Supplied information:
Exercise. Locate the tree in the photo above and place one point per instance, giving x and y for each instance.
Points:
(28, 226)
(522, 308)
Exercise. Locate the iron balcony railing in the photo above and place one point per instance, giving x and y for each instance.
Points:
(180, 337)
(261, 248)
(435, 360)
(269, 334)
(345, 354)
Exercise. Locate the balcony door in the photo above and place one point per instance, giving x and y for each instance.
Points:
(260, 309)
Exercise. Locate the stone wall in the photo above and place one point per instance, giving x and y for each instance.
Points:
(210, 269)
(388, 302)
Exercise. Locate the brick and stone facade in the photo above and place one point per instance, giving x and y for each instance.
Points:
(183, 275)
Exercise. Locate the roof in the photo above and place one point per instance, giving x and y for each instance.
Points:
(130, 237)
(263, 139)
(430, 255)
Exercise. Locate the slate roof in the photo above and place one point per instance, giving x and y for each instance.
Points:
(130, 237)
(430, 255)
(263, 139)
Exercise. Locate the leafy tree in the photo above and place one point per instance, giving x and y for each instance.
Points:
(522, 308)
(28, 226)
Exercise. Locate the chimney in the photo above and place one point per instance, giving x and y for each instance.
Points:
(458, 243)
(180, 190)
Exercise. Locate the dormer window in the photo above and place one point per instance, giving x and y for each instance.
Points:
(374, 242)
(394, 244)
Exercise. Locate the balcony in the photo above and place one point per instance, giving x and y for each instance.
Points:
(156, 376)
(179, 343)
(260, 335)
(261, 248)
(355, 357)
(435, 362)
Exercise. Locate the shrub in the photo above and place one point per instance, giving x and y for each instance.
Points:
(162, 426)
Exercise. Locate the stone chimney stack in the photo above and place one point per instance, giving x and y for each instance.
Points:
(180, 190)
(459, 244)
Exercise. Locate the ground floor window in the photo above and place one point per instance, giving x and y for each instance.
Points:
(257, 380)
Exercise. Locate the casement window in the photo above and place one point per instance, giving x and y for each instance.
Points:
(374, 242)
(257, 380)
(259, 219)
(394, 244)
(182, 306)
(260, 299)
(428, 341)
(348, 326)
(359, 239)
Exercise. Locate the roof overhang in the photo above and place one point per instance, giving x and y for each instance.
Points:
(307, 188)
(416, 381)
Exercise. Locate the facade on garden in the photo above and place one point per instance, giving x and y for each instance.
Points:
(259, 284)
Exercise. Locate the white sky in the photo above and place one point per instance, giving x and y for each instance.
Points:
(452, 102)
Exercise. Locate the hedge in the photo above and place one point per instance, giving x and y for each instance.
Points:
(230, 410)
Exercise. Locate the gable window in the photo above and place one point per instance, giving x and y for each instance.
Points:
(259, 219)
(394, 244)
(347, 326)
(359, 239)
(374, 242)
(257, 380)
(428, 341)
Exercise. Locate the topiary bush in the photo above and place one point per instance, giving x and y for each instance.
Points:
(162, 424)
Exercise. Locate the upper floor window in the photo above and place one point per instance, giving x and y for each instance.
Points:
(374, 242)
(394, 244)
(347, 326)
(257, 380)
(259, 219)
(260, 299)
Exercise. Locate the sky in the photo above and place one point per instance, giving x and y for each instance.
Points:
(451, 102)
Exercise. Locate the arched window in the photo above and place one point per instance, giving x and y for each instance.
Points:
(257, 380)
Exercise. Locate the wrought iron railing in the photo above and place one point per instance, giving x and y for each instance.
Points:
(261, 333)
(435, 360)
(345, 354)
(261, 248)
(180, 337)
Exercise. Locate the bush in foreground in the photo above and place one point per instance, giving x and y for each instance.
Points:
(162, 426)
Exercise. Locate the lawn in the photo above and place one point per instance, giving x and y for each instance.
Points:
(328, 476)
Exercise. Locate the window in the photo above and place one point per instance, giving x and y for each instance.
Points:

Exercise directions:
Each line in the listing that contains "bush" should be returned.

Response to the task:
Exercise. Locate the topiary bush in the photo above and place one point per instance, giving x and y for each instance.
Exercise. Locate the bush in foreground in the photo above and place one point per instance, giving x and y for each instance.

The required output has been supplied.